Re: [Nagios-devel] Re: Percieved problem with host checks

SourceForge Headquarters 225 Broadway Suite 1600 San Diego, CA 92101 +1 (858) 454-5900

It is my personal opinion that if a host should be considered to be 
in an "UP" state, at least one of the services you're monitoring 
should be in an OK state (or at least change between non-OK states 
when the host recovers).  That model should work for most everyone 
using Nagios.

However, if you really want the status of the host re-verified after 
service checks even if all services associated with the host stay in 
a non-OK state when it recovers, enable the aggressive host check 
option in the main config file.  Performance will suffer if you 
enable this option, but that's a tradeoff you'll have to be willing 
to accept.

A snippet from base/checks.c starting at line 888:
---

		/*******************************************/
		/******* SERVICE CHECK PROBLEM LOGIC *******/
		/*******************************************/

		/* hey, something's not working quite like it should... */
		else{

			/* reset the recovery notification flag (it may get set again 
though) */
			temp_service->no_recovery_notification=FALSE;

			/* check the route to the host if its supposed to be up right 
now... */
			if(temp_host->status==HOST_UP)
				route_result=verify_route_to_host(temp_host);

			/* else the host is either down or unreachable, so recheck it if 
necessary */
			else{

				/* we're using agressive host checking, so really do recheck the 
host... */
				if(use_aggressive_host_checking==TRUE)
					route_result=verify_route_to_host(temp_host);

				/* the service wobbled between non-OK states, so check the 
host... */
				else if(state_change==TRUE && temp_service-
>last_hard_state!=STATE_OK)
# # # #
§ REQUIRED ACTIONS:
A) Answer these about the Nagios host-check post:
(i) Which option in the main config file should be enabled to have a host's status re-verified after service checks, even when all its services stay non-OK?
(ii) What cost of enabling that option does the post mention?
(iii) In the quoted code, what value is assigned to temp_service->no_recovery_notification?
B) Can you write the next part of the Nagios host-check post, picking up right after its final line?

Stored items from a collection:
# # # #
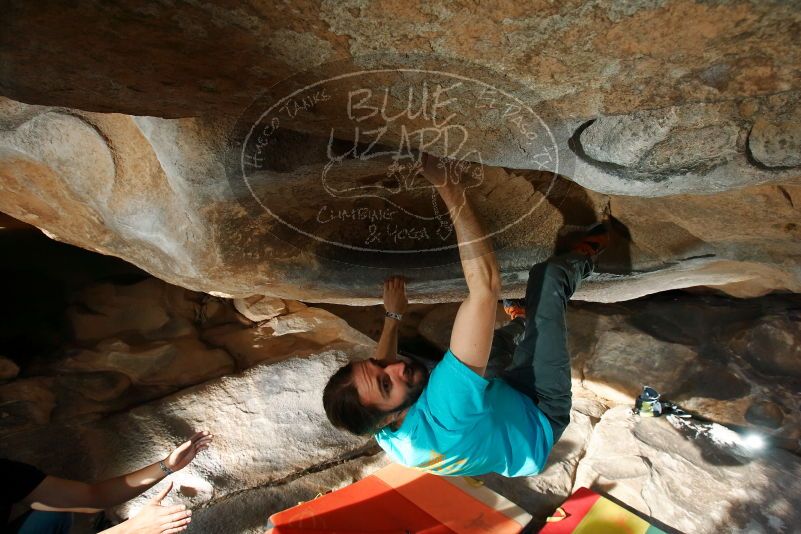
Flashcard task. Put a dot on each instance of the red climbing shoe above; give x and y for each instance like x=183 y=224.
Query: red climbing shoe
x=514 y=308
x=595 y=241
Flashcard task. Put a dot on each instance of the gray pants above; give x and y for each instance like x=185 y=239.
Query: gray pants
x=531 y=355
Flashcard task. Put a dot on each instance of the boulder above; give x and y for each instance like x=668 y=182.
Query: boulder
x=8 y=369
x=258 y=308
x=169 y=202
x=301 y=333
x=265 y=432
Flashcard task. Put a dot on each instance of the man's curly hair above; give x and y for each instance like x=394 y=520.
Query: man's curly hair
x=342 y=406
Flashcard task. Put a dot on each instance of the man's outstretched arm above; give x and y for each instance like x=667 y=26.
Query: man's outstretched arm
x=471 y=338
x=395 y=302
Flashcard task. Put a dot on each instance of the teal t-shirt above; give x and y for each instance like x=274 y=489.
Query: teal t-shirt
x=464 y=424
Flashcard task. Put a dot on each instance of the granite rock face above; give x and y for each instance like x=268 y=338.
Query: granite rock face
x=175 y=168
x=157 y=193
x=585 y=58
x=734 y=362
x=136 y=342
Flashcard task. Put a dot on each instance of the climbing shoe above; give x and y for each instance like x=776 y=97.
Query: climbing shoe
x=595 y=241
x=514 y=308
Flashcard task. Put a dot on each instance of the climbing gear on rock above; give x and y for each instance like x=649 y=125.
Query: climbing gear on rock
x=514 y=308
x=595 y=241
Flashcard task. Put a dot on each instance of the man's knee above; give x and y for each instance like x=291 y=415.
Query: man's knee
x=46 y=523
x=553 y=270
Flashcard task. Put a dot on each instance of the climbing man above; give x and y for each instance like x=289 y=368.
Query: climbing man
x=456 y=420
x=32 y=502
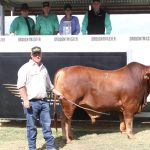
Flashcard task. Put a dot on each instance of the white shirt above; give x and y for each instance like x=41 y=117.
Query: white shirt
x=36 y=80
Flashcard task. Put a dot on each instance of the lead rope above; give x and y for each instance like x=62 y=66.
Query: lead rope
x=86 y=108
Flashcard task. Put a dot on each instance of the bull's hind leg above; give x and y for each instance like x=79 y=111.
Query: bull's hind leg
x=66 y=128
x=128 y=117
x=122 y=123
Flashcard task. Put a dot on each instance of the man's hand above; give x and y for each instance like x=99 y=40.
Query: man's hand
x=26 y=104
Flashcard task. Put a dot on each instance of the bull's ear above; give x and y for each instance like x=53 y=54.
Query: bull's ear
x=147 y=76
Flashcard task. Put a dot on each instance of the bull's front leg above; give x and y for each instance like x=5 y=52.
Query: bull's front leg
x=66 y=128
x=63 y=120
x=128 y=117
x=122 y=123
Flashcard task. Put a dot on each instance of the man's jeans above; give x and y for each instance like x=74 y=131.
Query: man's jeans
x=39 y=110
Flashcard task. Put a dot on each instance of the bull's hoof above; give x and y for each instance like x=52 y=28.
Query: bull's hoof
x=131 y=136
x=68 y=141
x=123 y=132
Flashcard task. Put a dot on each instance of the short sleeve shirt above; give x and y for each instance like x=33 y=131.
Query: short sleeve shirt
x=36 y=80
x=19 y=26
x=47 y=25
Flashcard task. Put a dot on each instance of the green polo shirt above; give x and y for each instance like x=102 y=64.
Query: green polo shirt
x=19 y=26
x=47 y=25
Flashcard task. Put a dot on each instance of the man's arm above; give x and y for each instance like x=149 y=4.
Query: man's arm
x=23 y=93
x=85 y=24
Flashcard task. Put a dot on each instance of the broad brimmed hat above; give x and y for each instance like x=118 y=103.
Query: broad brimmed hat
x=24 y=6
x=46 y=4
x=36 y=49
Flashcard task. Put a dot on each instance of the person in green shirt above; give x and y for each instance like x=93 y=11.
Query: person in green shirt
x=96 y=21
x=22 y=25
x=47 y=23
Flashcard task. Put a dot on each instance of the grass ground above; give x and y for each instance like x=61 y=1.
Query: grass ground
x=101 y=136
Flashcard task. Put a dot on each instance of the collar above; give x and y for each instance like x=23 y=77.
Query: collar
x=34 y=63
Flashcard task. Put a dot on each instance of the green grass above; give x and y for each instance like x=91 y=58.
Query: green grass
x=102 y=136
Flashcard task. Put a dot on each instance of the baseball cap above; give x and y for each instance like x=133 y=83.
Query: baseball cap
x=67 y=6
x=96 y=0
x=24 y=6
x=36 y=49
x=46 y=4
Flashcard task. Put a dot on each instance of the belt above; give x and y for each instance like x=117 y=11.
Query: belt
x=36 y=99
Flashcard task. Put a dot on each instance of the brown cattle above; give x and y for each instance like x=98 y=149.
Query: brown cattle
x=124 y=90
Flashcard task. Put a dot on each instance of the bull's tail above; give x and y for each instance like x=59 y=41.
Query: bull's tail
x=55 y=97
x=55 y=113
x=54 y=104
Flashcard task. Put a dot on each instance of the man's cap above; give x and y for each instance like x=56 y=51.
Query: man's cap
x=24 y=6
x=36 y=49
x=46 y=4
x=96 y=0
x=67 y=6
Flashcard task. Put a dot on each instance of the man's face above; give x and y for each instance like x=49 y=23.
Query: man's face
x=36 y=57
x=25 y=13
x=96 y=5
x=68 y=12
x=46 y=9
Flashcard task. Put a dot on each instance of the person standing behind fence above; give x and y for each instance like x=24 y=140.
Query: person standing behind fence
x=47 y=23
x=69 y=24
x=22 y=25
x=96 y=21
x=33 y=84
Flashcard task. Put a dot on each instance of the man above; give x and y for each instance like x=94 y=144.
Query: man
x=96 y=20
x=47 y=23
x=33 y=84
x=22 y=25
x=69 y=24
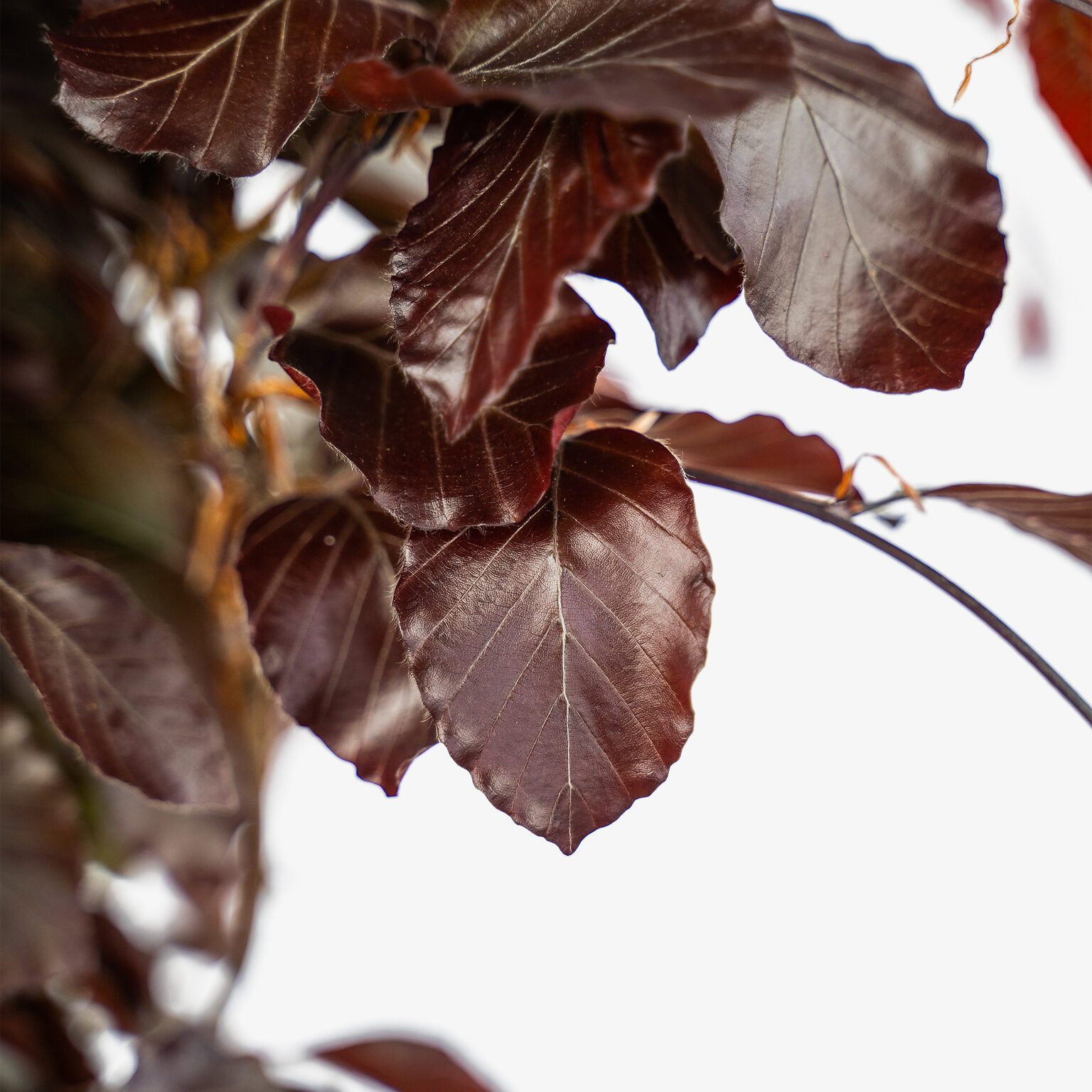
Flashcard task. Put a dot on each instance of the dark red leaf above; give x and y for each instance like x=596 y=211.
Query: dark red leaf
x=757 y=449
x=405 y=1065
x=1059 y=41
x=678 y=291
x=1059 y=518
x=692 y=188
x=112 y=678
x=866 y=216
x=317 y=574
x=642 y=58
x=221 y=85
x=557 y=655
x=498 y=470
x=515 y=202
x=45 y=931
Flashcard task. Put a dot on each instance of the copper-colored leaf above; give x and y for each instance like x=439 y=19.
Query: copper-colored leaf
x=678 y=291
x=641 y=58
x=112 y=678
x=1059 y=518
x=405 y=1065
x=866 y=216
x=1059 y=41
x=221 y=85
x=557 y=655
x=515 y=202
x=45 y=931
x=758 y=449
x=498 y=470
x=317 y=574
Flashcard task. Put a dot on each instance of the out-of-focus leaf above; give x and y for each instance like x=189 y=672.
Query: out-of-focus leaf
x=198 y=847
x=191 y=1059
x=515 y=202
x=318 y=574
x=33 y=1026
x=45 y=933
x=1059 y=518
x=557 y=655
x=405 y=1065
x=678 y=291
x=1059 y=41
x=498 y=470
x=112 y=678
x=642 y=58
x=222 y=85
x=866 y=216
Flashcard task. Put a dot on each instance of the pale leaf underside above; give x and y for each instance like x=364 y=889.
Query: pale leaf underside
x=317 y=574
x=867 y=218
x=558 y=654
x=112 y=678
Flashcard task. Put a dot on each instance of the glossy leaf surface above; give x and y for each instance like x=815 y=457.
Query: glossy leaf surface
x=221 y=85
x=1059 y=518
x=557 y=655
x=515 y=202
x=642 y=58
x=317 y=574
x=112 y=678
x=678 y=291
x=498 y=470
x=1059 y=41
x=866 y=216
x=405 y=1066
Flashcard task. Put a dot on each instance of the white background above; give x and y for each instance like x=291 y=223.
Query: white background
x=872 y=867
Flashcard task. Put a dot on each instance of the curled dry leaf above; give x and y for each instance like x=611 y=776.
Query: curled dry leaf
x=45 y=933
x=642 y=58
x=1059 y=41
x=678 y=291
x=405 y=1066
x=222 y=85
x=112 y=678
x=515 y=202
x=317 y=574
x=1059 y=518
x=557 y=655
x=866 y=216
x=498 y=470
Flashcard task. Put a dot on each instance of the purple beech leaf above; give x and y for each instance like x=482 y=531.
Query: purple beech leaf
x=680 y=293
x=1061 y=519
x=405 y=1066
x=498 y=470
x=642 y=58
x=866 y=216
x=317 y=574
x=221 y=85
x=557 y=655
x=112 y=678
x=515 y=202
x=758 y=449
# # # #
§ RESULTS FOR THE EXERCISE:
A)
(i) The aggressive host check option.
(ii) Performance will suffer.
(iii) FALSE.

B)
					route_result=verify_route_to_host(temp_host);

				/* else fake the host check, but (possibly) resend host 
notifications to contacts... */
				else{

---

On 18 Sep 2002 at 21:44, SyBase wrote:

> you are completely missing my point.. Ping (icmp) is controlled by the 
> OS. If your OS is down (i.e. never booted) icmp will not come back, and 
> neither will your service. But however if the host (operating system) 
> booted but for some reason services were never engaged then the problem 
> is completely different. Simply stating that all nagios cares about is 
> services and that if you have no available services (for which you 
> monitor) then the box is down, then what is the point in the host check 
> to begin with? Lets remove that completely and make people add their own 
> icmp service if they want to check that. I hope you see my point. I 
> would think accuracy in showing what is really the happening (i.e. not 
> saying host down when the host is really up) would be very important. If 
> you do not agree, that is fine.. Simply a suggestion.
> 
> Kenneth.ray wrote:
> 
> > Dear Sir,
> > thank you for your email however, I do believe
> > actually your test is flawed. you are under the premise that
> > the host is the important piece to your network. but actually
> > the service running on the host is the most important issue.
> > what good is a host that has no services available,
> > ping is a really basic service and only helps in determing
> > that the network interface is accessable. In some cases
> > it is quite possible for the ping to work and the box be down.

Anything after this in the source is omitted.